Data records
--- Start ---
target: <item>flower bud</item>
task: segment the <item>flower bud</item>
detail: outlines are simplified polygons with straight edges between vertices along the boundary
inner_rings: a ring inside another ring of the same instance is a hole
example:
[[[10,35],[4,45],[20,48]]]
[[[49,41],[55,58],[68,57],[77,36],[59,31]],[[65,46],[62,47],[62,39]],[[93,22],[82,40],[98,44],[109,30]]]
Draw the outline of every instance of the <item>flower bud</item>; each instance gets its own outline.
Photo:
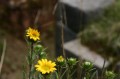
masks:
[[[89,61],[85,61],[83,64],[82,64],[82,67],[86,70],[89,70],[93,67],[93,64]]]
[[[105,76],[108,78],[108,79],[114,79],[115,78],[115,73],[112,72],[112,71],[106,71],[105,72]]]

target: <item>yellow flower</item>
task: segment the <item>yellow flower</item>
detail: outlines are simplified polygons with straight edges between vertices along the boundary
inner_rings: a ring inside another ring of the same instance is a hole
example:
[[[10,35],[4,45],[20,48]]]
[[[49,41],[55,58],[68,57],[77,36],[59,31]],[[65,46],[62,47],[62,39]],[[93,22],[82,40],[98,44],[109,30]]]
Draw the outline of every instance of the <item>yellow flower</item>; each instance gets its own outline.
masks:
[[[64,61],[63,56],[59,56],[59,57],[57,58],[57,61],[58,61],[58,62],[63,62],[63,61]]]
[[[32,29],[32,28],[28,28],[27,30],[26,30],[26,36],[29,38],[29,39],[31,39],[31,40],[33,40],[33,41],[37,41],[37,40],[40,40],[40,33],[38,32],[38,30],[36,30],[36,29]]]
[[[36,70],[42,74],[54,72],[56,70],[55,66],[55,62],[48,61],[47,59],[38,60],[38,64],[35,65]]]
--- End ---
* **What you need to do**
In the listing above, replace every "instance" with "object" and keep everything else the same. Leave the pictures out of your answer.

* **Final result**
target: <item>flower bud</item>
task: segment the <item>flower bud</item>
detail: outlines are simplified polygons with straight edges between vertices along the boundary
inner_rings: a ring inside another ring of the same object is a hole
example:
[[[10,35],[4,45],[20,48]]]
[[[49,41],[55,58],[68,57],[77,36],[59,31]],[[65,46],[62,47],[62,39]],[[93,22],[82,40],[98,44],[109,30]]]
Draw the outline of every object of the <item>flower bud</item>; each object gets its own outline.
Photo:
masks:
[[[89,61],[85,61],[83,64],[82,64],[82,67],[86,70],[89,70],[93,67],[93,64]]]
[[[105,76],[108,78],[108,79],[114,79],[115,78],[115,73],[112,72],[112,71],[106,71],[105,72]]]

target: <item>yellow flower</item>
task: segment the <item>yellow flower</item>
detail: outlines are simplified polygons with straight edges between vertices along the boundary
inner_rings: a ring inside another ring of the same object is a hole
example:
[[[10,35],[4,45],[20,48]]]
[[[49,41],[55,58],[68,57],[77,36],[59,31]],[[65,46],[62,47],[62,39]],[[93,22],[82,40],[98,44],[109,30]]]
Draw the outline of every object of the <item>yellow flower</item>; each object gets its own outline.
masks:
[[[64,61],[63,56],[59,56],[59,57],[57,58],[57,61],[58,61],[58,62],[63,62],[63,61]]]
[[[32,29],[32,28],[28,28],[27,30],[26,30],[26,36],[29,38],[29,39],[31,39],[31,40],[33,40],[33,41],[37,41],[37,40],[40,40],[40,33],[38,32],[38,30],[36,30],[36,29]]]
[[[36,70],[42,74],[54,72],[56,70],[55,66],[55,62],[48,61],[47,59],[38,60],[38,64],[35,65]]]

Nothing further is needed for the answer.